■ Consignes:
[A] Recopiez le passage de l'article sur le pouvoir militaire au Mali qui commence à "Son éviction de" et se termine à "turques ou émiraties.", en remplaçant "régime" par "pouvoir".
[B] Extrayez, s'il vous plaît, toutes les lignes des données contenant la chaîne "handle". La casse compte.

■ Texte fourni:
+--
Le Méhari Post de Mohamed AG Ahmedou du MTRM
June 7, 2025 at 03:19 PM
7 juin 2025 : Quatre ans de pouvoir militaire, quatre ans de pilotage à vue
Le 7 juin 2021, le colonel Assimi Goïta parachutait officiellement au sommet de l'État malien, consolidant un pouvoir conquis à la faveur de deux coups d'État en moins d’un an. En nommant Choguel Kokalla Maïga Premier ministre, l’ex-officier des forces spéciales tentait alors de concilier promesse de rupture et continuité du système. Quatre ans plus tard, que reste-t-il de cette prétendue refondation ? Rien, sinon les cendres d’un pays désorienté, appauvri, et isolé, avec à sa tête un régime dont la seule boussole est la conservation du pouvoir.
Choguel Maïga : la marionnette devenue encombrante
D’abord caricaturé en griot populiste, Choguel Maïga avait pourtant su, à ses débuts, capter les frustrations populaires. Tribun infatigable des plateaux télé, il a incarné une rhétorique anti-française jubilatoire pour une opinion lassée de la Françafrique. Mais rapidement, ce vernis de patriote a craqué : la transition n’était pas une rectification encore moins une refondation, mais une reconduction. Choguel n’était qu’un fusible, utile pour galvaniser les foules pendant que les colonels s’employaient à verrouiller le pouvoir.
Son éviction de fait en novembre 2024, sans honneur ni bilan, illustre la méthode Goïta : l’usage cynique des hommes et des institutions, puis leur relégation dans l’oubli. Choguel fut abandonné en plein vol, comme on jette un manuel de vol en plein crash.
Le pouvoir Goïta : entre militarisation et opacité
Depuis quatre ans, le Mali vit sous un régime autoritaire qui ne dit pas son nom. Les apparences institutionnelles ont été maintenues, mais leur substance s’est effondrée. Les partis politiques sont suspendus, la société civile intimidée, les journalistes censurés ou corrompus, les syndicats domestiqués. Le Conseil national de transition (CNT) n’est qu’une chambre d’écho sans pouvoir réel. La justice est aux ordres. Les contrats militaires et sécuritaires sont opaques, souvent attribués sans appel d’offres, à des sociétés russes, turques ou émiraties.
L’armée, censée être le bras armé de la nation, s’est muée en un parti unique de fait. Elle ne rend de comptes à personne et fait taire les critiques au nom d’une prétendue « souveraineté retrouvée » qui n’est que façade. Ce que le peuple malien endure aujourd’hui, ce n’est pas la souveraineté, mais le règne du soupçon, du mensonge et du clientélisme.
+--
■ Données à traiter:
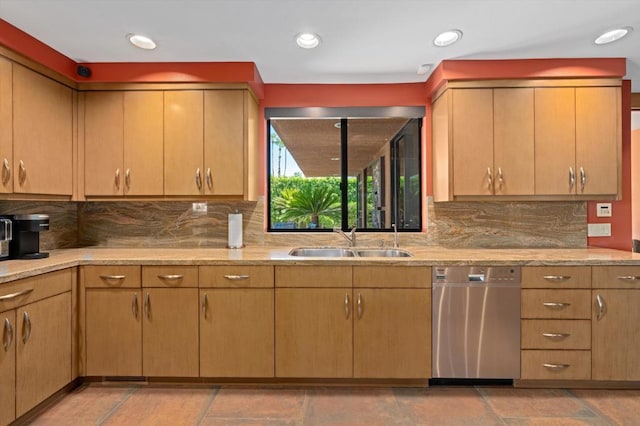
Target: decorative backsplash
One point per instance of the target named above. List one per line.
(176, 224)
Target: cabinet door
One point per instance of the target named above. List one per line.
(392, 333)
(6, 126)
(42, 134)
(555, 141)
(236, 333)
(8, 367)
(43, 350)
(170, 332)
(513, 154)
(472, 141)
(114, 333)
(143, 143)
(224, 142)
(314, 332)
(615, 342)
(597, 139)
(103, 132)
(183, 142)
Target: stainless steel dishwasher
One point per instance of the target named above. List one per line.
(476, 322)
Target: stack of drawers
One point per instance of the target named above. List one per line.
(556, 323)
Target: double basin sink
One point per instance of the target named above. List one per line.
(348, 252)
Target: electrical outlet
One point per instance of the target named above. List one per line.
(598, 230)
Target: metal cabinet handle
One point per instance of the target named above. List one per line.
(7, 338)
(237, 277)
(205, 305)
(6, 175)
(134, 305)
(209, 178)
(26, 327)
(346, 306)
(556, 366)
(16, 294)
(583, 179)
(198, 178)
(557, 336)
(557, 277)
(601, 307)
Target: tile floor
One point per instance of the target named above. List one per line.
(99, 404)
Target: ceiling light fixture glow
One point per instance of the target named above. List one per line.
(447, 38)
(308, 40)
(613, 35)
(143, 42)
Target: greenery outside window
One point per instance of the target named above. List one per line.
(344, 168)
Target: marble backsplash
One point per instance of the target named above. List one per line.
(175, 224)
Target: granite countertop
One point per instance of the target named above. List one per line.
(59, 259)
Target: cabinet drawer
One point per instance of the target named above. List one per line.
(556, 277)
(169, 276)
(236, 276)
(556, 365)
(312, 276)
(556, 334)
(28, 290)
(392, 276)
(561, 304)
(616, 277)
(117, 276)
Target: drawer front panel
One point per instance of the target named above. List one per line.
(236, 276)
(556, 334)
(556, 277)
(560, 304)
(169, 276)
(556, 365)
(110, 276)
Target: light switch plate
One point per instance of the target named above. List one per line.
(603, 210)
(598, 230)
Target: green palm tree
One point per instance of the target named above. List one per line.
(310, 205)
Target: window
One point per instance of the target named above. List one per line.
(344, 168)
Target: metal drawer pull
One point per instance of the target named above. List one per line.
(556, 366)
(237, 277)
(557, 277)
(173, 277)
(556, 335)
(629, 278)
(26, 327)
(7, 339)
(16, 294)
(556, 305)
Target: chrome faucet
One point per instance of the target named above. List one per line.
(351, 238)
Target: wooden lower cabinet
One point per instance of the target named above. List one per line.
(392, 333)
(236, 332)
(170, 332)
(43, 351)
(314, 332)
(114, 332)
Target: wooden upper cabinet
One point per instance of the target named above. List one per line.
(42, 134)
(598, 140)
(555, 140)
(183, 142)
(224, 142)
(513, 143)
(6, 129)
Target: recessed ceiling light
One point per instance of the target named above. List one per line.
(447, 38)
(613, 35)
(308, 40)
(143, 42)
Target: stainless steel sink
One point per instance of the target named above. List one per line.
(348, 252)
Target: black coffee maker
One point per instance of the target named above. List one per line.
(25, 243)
+--
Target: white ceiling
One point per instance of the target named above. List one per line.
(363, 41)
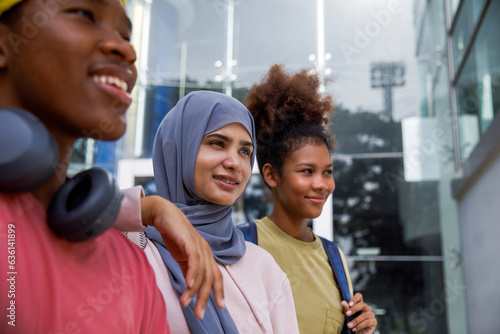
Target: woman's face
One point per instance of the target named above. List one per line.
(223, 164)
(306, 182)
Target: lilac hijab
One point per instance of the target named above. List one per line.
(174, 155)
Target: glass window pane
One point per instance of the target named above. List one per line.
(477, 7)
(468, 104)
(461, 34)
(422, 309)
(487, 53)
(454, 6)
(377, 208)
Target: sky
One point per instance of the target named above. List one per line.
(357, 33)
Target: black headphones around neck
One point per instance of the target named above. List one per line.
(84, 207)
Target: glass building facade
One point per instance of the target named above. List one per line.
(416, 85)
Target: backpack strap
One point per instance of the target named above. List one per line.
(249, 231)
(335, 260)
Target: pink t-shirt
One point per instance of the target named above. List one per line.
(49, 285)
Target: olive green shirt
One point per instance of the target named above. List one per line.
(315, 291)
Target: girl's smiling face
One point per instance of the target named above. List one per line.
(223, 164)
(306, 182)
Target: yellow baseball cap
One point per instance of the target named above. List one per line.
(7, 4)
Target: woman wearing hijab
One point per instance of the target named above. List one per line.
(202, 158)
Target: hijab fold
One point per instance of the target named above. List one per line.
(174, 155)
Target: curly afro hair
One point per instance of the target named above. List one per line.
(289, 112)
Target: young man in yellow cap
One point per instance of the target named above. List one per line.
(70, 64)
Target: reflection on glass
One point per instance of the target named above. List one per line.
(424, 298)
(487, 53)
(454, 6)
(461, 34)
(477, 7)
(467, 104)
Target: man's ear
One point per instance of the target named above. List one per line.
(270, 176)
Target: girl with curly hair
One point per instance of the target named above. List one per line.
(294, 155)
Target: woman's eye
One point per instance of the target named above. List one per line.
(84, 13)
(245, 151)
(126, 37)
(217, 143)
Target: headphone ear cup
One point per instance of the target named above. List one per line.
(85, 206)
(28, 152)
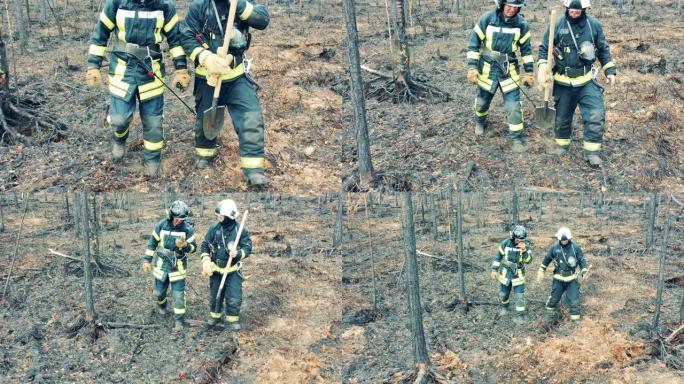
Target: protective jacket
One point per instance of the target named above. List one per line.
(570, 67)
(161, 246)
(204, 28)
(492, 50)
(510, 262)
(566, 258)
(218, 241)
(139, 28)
+--
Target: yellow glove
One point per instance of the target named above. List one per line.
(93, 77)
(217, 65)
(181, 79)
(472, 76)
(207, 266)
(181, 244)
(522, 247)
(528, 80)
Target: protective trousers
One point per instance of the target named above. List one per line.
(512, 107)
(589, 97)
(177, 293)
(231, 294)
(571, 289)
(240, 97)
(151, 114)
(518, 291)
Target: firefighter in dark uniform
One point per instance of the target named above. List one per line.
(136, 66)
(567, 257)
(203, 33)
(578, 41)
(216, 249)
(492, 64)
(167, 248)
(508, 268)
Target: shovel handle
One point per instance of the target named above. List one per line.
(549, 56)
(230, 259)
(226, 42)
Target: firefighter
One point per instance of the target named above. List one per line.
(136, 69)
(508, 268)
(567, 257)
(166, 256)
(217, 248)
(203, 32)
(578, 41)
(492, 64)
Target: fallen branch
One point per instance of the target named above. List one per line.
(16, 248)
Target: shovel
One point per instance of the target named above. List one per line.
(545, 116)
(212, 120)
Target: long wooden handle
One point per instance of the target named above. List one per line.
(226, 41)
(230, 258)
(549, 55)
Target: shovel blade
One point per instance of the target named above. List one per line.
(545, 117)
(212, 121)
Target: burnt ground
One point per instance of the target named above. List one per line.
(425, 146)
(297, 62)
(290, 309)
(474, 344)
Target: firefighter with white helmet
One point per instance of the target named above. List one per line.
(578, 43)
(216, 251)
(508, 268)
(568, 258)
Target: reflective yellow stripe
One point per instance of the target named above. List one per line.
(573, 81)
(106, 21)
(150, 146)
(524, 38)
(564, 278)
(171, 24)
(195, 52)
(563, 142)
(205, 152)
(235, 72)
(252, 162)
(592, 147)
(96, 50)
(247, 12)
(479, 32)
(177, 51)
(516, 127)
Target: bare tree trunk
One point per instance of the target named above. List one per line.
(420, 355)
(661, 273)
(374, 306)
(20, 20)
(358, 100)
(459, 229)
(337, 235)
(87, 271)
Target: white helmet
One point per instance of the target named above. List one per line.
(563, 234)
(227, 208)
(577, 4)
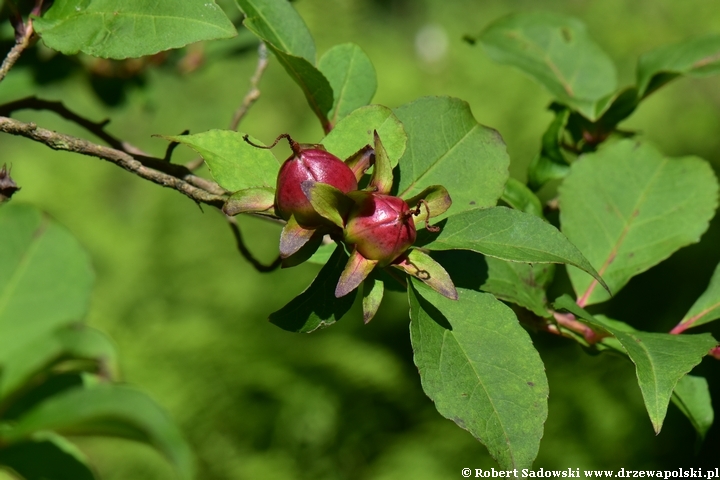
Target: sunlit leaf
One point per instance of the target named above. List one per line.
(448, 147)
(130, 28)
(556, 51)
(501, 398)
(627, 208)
+--
■ Corrigé:
[A]
Son éviction de fait en novembre 2024, sans honneur ni bilan, illustre la méthode Goïta : l’usage cynique des hommes et des institutions, puis leur relégation dans l’oubli. Choguel fut abandonné en plein vol, comme on jette un manuel de vol en plein crash.
Le pouvoir Goïta : entre militarisation et opacité
Depuis quatre ans, le Mali vit sous un pouvoir autoritaire qui ne dit pas son nom. Les apparences institutionnelles ont été maintenues, mais leur substance s’est effondrée. Les partis politiques sont suspendus, la société civile intimidée, les journalistes censurés ou corrompus, les syndicats domestiqués. Le Conseil national de transition (CNT) n’est qu’une chambre d’écho sans pouvoir réel. La justice est aux ordres. Les contrats militaires et sécuritaires sont opaques, souvent attribués sans appel d’offres, à des sociétés russes, turques ou émiraties.

[B]
Target: metal cabinet handle
Target: shovel handle
Target: long wooden handle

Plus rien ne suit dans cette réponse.